# Gestellte Aufgabe
Schreib das folgende Material Zeile für Zeile genau ab, ohne etwas zu ändern.

[Einträge aus einem Datensatz zum Zeigen]
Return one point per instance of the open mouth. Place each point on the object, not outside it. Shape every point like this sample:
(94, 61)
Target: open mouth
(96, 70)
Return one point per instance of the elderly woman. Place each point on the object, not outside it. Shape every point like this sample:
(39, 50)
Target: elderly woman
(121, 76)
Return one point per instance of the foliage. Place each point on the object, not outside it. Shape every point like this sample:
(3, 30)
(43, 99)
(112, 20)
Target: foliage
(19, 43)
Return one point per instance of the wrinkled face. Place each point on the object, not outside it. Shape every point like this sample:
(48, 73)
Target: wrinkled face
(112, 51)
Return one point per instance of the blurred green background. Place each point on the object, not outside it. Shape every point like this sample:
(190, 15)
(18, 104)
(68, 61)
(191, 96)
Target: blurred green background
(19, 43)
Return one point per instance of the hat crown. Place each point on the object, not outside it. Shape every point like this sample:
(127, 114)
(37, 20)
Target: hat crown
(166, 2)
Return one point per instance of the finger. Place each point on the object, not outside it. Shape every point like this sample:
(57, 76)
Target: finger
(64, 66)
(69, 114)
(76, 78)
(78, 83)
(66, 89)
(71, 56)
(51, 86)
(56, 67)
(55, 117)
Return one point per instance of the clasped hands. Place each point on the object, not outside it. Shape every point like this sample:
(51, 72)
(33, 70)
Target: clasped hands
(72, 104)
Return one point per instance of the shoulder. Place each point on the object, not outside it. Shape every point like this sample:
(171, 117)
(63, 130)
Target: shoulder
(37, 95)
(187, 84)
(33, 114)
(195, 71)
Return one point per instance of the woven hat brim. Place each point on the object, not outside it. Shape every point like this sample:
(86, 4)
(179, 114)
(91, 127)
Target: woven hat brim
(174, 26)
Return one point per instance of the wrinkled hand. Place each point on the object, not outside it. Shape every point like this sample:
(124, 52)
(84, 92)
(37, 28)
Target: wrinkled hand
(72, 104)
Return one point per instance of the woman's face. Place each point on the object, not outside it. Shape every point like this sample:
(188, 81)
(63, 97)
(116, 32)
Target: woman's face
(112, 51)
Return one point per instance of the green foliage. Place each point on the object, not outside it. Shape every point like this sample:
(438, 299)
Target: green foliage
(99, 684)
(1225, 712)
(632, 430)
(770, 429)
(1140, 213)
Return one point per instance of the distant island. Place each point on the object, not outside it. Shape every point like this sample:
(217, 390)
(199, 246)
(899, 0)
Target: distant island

# Lösung der Aufgabe
Return one point per instance of the open mouth. Place each point on the object, not outside it. Shape every point like this sample:
(94, 61)
Target: open mouth
(96, 70)
Return one point per instance of the elderly woman. Place each point on the object, not outside it. Shape every point like this sample:
(39, 50)
Target: elderly woman
(121, 76)
Return one point per instance of the foliage. Place each point on the object, not outside it. Shape every point like this sample:
(3, 30)
(43, 99)
(112, 20)
Target: foliage
(19, 43)
Return one point per instance of the wrinkled face. Place each point on the object, not outside it. Shape every point like this sample:
(48, 73)
Target: wrinkled face
(112, 51)
Return one point per instance of the blurred green background. Place each point on the object, not outside it. Shape every point like this sample:
(190, 15)
(18, 104)
(68, 61)
(191, 96)
Target: blurred green background
(19, 43)
Return one point per instance of the hat crown. Place each point on the object, not outside it. Shape every point like this sample:
(127, 114)
(37, 20)
Target: hat crown
(166, 2)
Return one point per instance of the finger. Place each point on the object, not outside it. Shape every point like this sample:
(57, 76)
Target: finger
(64, 66)
(69, 114)
(76, 78)
(78, 83)
(66, 89)
(71, 56)
(51, 86)
(56, 67)
(55, 117)
Return one point per instance of the clasped hands. Place each point on the object, not outside it. Shape every point like this sample:
(51, 72)
(33, 70)
Target: clasped hands
(72, 104)
Return one point per instance of the shoulder. Place each point on the object, not outside it. Shape every point like this sample:
(171, 117)
(63, 130)
Target: shoulder
(37, 95)
(187, 84)
(33, 114)
(195, 71)
Return one point per instance of the woven hat brim. Place each point on the object, not outside it. Shape every point like this sample:
(86, 4)
(179, 114)
(91, 127)
Target: woven hat brim
(174, 26)
Return one point per instance of the wrinkled hand. Place each point on the object, not outside it. Shape every point like this sample:
(124, 52)
(84, 92)
(37, 28)
Target: wrinkled hand
(72, 104)
Return one point per instance of the woman's face. Place each point on the object, not outside it. Shape every point like this sample:
(188, 81)
(63, 97)
(116, 32)
Target: woman's face
(112, 51)
Return one point per instance of the green foliage. Place each point on the object, not outside it. Shape every point like this sample:
(438, 299)
Target: green foliage
(99, 684)
(1225, 712)
(632, 430)
(770, 429)
(1140, 213)
Return one point per instance of the distant island. Place each point on the object, not outside it. Shape every point like this sample:
(217, 390)
(199, 246)
(899, 0)
Target: distant island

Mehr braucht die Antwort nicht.